What you should do:
Output each record verbatim, with pictures left out.

Exercise input:
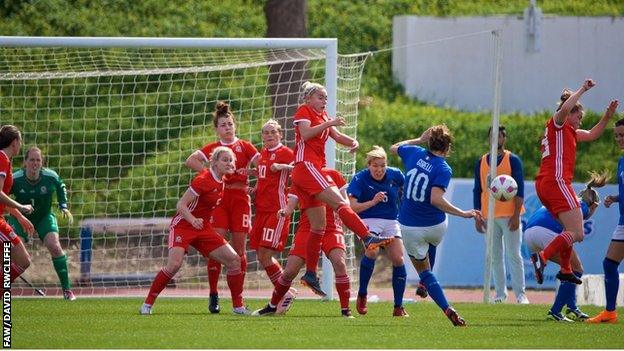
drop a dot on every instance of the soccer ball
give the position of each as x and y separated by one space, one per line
504 187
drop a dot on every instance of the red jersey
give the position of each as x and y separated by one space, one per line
5 170
333 224
558 152
271 189
313 149
244 152
209 191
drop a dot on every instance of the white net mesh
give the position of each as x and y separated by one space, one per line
117 125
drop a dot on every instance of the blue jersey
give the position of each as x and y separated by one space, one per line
543 218
621 188
423 171
363 187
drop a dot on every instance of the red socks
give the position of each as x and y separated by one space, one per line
235 280
160 281
564 262
562 242
313 249
214 270
274 271
343 286
281 288
352 221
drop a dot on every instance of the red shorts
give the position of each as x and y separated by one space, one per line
331 240
305 200
310 179
205 240
269 231
7 233
234 212
556 196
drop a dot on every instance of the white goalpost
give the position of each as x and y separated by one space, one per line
117 117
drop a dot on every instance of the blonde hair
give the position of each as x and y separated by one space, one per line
274 123
440 139
216 153
222 110
376 152
32 148
597 180
308 88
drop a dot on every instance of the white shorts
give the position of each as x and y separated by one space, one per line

Written response:
drop a dot on every instance of the soccer ball
give the position of each as x and y separated by one space, one per line
504 187
drop a dot on every instance of the red jersey
give the position of each as x and y separated by one space, one per line
5 170
333 224
558 152
271 189
313 149
244 152
209 191
drop a dot on every instance of the white net mesh
give the position of each as x and y separated by one space, one per line
117 125
drop a dot on every instance of the blue jersey
give the position of each as x and y separated by one space, one per line
543 218
621 188
423 171
363 187
drop a dot on every instance of the red socks
give the position of each as x and y separated by one space, one per line
235 280
160 281
564 262
562 242
313 249
214 270
274 271
343 286
281 288
352 221
drop a dot on every instance of the red shorts
give the position of each as x and y separated by one space, one per line
331 240
305 200
310 179
205 240
269 231
7 233
234 212
556 196
drop a dot on every instance of the white goalpost
give the position of each as x and y separated by one space, one per line
117 117
drop a dot on every instance of the blonde hair
give the position of each as x and y separated by one space, one per line
274 123
440 139
216 153
222 110
376 152
32 148
597 180
308 88
drop a dot on every instance of the white shorts
give the position of each as x and y separated by one space, one per line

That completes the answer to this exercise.